● Task requirements
Output every line of the data exactly as it appears.
— START Dataset records —
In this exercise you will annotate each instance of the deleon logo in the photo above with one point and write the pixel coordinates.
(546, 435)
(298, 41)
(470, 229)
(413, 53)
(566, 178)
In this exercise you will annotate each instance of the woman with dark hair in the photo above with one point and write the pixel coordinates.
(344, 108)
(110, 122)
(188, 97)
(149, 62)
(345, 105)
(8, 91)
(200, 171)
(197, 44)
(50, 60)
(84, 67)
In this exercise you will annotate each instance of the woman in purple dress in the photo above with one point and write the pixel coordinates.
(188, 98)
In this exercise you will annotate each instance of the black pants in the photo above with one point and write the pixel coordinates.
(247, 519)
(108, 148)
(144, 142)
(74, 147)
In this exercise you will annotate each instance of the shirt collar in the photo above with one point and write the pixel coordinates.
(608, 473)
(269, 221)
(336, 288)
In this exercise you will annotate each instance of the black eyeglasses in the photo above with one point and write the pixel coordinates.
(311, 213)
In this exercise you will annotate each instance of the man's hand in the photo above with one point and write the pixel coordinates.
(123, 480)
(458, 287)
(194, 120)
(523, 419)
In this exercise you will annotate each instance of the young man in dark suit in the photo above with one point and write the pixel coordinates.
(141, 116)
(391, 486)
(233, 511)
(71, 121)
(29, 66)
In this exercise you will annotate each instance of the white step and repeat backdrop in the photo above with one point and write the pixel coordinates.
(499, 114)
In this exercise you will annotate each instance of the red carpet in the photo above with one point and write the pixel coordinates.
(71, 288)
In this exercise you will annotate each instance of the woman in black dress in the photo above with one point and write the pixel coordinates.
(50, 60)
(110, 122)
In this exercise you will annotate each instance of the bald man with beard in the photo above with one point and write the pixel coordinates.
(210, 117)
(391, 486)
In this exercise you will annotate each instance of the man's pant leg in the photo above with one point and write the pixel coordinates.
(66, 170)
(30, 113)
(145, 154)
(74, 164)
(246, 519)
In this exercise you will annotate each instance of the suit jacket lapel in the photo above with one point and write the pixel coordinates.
— END Dataset records —
● Written solution
In this exercise you will annotate each instance of the deleon logo in the photo above with one point and write the pixel coordinates.
(546, 435)
(298, 41)
(470, 229)
(413, 53)
(566, 178)
In this exercise you will annotate each instance of the woman with dark hair in the photo above with one point and write the pixel coordinates.
(344, 108)
(110, 122)
(188, 97)
(149, 62)
(345, 105)
(8, 91)
(200, 171)
(197, 44)
(50, 60)
(84, 67)
In this exercise you will annotate each instance of the woman in purple dress in the photo above with one point and write the pixel coordinates.
(188, 98)
In this exercise you will annotate each instance of the black pants in the photo above with one point and write the pixel coordinates.
(247, 519)
(108, 148)
(144, 142)
(74, 147)
In this exercise you will annotate each instance of the shirt collar in the photo above with one point and write the pixel coordinates.
(608, 473)
(269, 221)
(336, 288)
In this exercise you will annotate each instance of the black eyeglasses in the photo above with one point and write the pixel coordinates.
(311, 213)
In this exercise you will annotate each instance of the man's hand in the photo above with one point and write the pixel coordinates.
(123, 480)
(458, 287)
(194, 120)
(523, 419)
In this exercise you will annotate each instance of the young man in dark suit in the photo above with one point and write the pixel coordinates.
(141, 116)
(391, 486)
(233, 511)
(71, 121)
(29, 66)
In this exercise you will annotate each instance of the white step and repeat backdrop in the photo above with one point and write the pixel coordinates.
(499, 114)
In this exercise you will annotate each instance of the red carpet in the photo above with one point and write the pixel coordinates.
(71, 288)
In this exercise you will annotate each instance of the woman in black dress in the photo above with one point and write the pixel coordinates.
(50, 60)
(110, 122)
In this exercise you will annotate each instance of the bald man with beard in the photo above with one point and write the pixel coordinates.
(210, 117)
(391, 486)
In this exercise you will annotate each instance of the man's pant leg in the photo above with one point and write the pixel coordinates.
(66, 170)
(30, 113)
(145, 154)
(74, 164)
(246, 519)
In this exercise you will annotate each instance of the suit jacket lapel in the photo above with one point and write the pixel coordinates.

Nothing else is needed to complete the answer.